== TEXTO DE LECTURA ==
Intrigado por la falta de respuestas a estos interrogantes y con el respaldo de una especialidad indispensable —física nuclear— el autor recogió documentos y testimonios,a lo largo de ocho años para componer una fiel y apasionante historia de ciencias y conflictos humanos que iluminan una etapa fundamental de la vida argentina. La mayoría de las referencias sobre las cuales se sustenta la investigación histórica de este libro son publicadas por primera vez, incluyendo documentos confidenciales y valiosa correspondencia entre Perón, Richter y sus asesores más cercanos.

El doctor Mariscotti conjuga brillantemente el rigor del método científico con la amenidad periodística. Poniendo en manos del lector no especializado este apasionante tramo de la historia argentina aportando, a la vez, elementos fundamentales para el debate del destino de la investigación nuclear.

A continuación un fragmento, a modo de adelanto:

 

Capítulo 1 – El anuncio

Reacciones termonucleares bajo condiciones de control

“Señor Presidente, los periodistas ya están reunidos.”

Perón asintió, juntó algunos papeles y con un gesto invitó al coronel Enrique P. González y al doctor Ronald Richter a seguirlo. Cruzaron un pequeño hall hacia el despacho de recibo que el mismo Perón había hecho preparar unos años antes. A esa hora de la mañana, el sol otoñal de Buenos Aires entraba por las ventanas que dan al Paseo Colón, al edificio del Ministerio de Guerra, la Aduana y, más allá, al Río de la Plata.

En el otro salón esperaban unas veinte personas, entre periodistas y funcionarios. Perón saludó a Héctor Cámpora, presidente de la Cámara de Diputados, a Raúl Mendé, su ministro de Asuntos Técnicos, y al secretario de Informaciones, Apold. La conferencia de prensa venía anunciándose desde principios de semana y se anticipaban importantes declaraciones sobre los progresos en energía atómica, una actividad relativamente nueva en el mundo y mucho más en la Argentina. La expectativa que animaba a los hombres de prensa –sólo periodistas locales fueron invitados– estaba justificada: casi nada se sabía del tema, pero algunas historias de trabajos secretos realizados en una isla del sur habían alcanzado al público. El silencio que siguió a los primeros saludos revelaba el interés por escuchar la palabra de Perón. Se sentaron alrededor de una gran mesa.

== ACTIVIDADES PROPUESTAS ==
1/ Según el texto, ¿durante cuánto tiempo reunió el autor documentos y testimonios?
2/ Convierte en una lista el párrafo del texto que comienza con «En el otro salón esperaban» y conserva sus datos principales.
Responde solo con la información que ofrece el texto.

== ENTRADAS DEL CONJUNTO ==
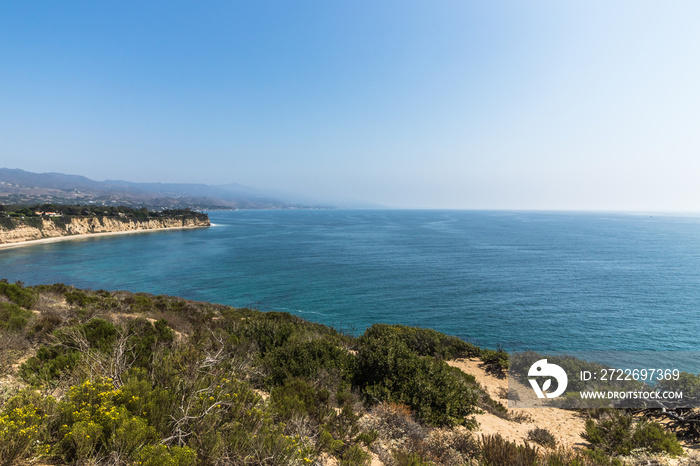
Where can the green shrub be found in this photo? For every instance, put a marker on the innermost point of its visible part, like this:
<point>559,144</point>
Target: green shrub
<point>49,364</point>
<point>13,317</point>
<point>139,303</point>
<point>424,342</point>
<point>652,437</point>
<point>160,455</point>
<point>388,370</point>
<point>497,451</point>
<point>355,456</point>
<point>21,422</point>
<point>297,397</point>
<point>405,458</point>
<point>19,295</point>
<point>95,422</point>
<point>617,433</point>
<point>311,360</point>
<point>542,437</point>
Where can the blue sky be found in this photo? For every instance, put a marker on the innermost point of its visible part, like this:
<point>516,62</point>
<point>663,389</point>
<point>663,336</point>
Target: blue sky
<point>433,104</point>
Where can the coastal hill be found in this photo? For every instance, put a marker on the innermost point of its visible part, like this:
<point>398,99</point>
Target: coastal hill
<point>23,187</point>
<point>100,377</point>
<point>42,222</point>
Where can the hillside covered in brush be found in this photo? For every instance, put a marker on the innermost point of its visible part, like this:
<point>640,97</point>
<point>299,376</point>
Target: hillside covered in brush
<point>116,378</point>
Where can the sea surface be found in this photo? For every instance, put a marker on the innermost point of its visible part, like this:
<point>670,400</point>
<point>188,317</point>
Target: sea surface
<point>518,280</point>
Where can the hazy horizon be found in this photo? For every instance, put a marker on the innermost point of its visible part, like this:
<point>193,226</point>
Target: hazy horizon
<point>446,105</point>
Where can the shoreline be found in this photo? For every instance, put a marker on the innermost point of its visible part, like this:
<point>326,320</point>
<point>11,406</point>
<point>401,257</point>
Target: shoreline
<point>58,239</point>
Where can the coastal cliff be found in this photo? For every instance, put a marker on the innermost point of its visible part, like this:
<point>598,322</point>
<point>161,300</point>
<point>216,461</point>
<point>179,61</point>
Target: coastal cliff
<point>35,228</point>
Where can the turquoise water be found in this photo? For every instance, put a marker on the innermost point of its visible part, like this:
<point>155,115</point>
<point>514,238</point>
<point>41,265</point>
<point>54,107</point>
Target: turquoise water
<point>544,281</point>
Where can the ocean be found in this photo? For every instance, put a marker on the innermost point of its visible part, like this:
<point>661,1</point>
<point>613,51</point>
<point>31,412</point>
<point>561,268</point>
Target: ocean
<point>540,281</point>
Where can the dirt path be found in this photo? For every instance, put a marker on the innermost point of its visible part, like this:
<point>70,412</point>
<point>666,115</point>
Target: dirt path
<point>565,425</point>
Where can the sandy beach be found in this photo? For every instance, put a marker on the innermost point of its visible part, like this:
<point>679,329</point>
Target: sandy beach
<point>58,239</point>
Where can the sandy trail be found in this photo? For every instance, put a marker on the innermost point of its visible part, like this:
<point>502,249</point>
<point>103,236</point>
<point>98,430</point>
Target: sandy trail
<point>565,425</point>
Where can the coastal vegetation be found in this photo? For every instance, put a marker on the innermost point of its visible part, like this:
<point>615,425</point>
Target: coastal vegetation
<point>99,377</point>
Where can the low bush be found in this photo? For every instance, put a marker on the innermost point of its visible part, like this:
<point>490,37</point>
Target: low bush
<point>161,455</point>
<point>425,342</point>
<point>388,370</point>
<point>542,437</point>
<point>618,434</point>
<point>319,360</point>
<point>18,294</point>
<point>49,364</point>
<point>13,317</point>
<point>21,423</point>
<point>497,451</point>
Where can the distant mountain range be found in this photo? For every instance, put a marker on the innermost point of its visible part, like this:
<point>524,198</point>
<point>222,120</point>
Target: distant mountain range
<point>23,187</point>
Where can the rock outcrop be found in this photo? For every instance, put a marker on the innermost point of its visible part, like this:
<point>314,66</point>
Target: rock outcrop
<point>39,228</point>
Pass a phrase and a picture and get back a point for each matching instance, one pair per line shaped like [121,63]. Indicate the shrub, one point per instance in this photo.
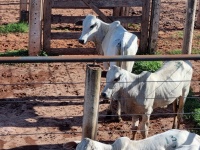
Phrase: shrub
[150,66]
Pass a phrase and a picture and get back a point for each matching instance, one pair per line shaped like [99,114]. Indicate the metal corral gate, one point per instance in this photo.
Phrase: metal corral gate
[96,5]
[90,98]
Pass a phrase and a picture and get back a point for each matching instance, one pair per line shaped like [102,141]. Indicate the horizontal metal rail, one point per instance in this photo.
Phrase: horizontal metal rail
[94,58]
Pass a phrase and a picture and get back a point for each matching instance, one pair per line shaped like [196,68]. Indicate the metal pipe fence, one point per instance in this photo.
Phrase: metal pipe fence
[21,104]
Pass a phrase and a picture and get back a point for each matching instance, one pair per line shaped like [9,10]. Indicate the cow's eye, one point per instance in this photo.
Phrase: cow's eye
[117,79]
[92,26]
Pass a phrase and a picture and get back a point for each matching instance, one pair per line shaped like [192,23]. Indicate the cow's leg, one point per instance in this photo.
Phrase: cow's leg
[106,65]
[175,110]
[135,124]
[145,123]
[115,109]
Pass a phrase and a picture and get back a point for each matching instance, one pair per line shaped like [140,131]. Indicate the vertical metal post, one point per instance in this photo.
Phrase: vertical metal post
[91,101]
[154,26]
[145,27]
[23,11]
[189,26]
[35,27]
[198,17]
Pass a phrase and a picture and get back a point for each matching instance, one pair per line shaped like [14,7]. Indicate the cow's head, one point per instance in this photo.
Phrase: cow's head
[114,82]
[90,28]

== RESPUESTAS ==
1/ Durante ocho años.

2/
- En el otro salón esperaban unas veinte personas, entre periodistas y funcionarios.
- Perón saludó a Héctor Cámpora, presidente de la Cámara de Diputados; a Raúl Mendé, ministro de Asuntos Técnicos; y a Apold, secretario de Informaciones.
- La conferencia de prensa se venía anunciando desde principios de semana, y se anticipaban declaraciones importantes sobre los progresos en energía atómica.
- Solo se invitó a periodistas locales.
- Casi nada se sabía del tema, pero al público habían llegado historias de trabajos secretos realizados en una isla del sur.
- Tras los primeros saludos se hizo un silencio que revelaba el interés por escuchar a Perón.
- Todos se sentaron alrededor de una gran mesa.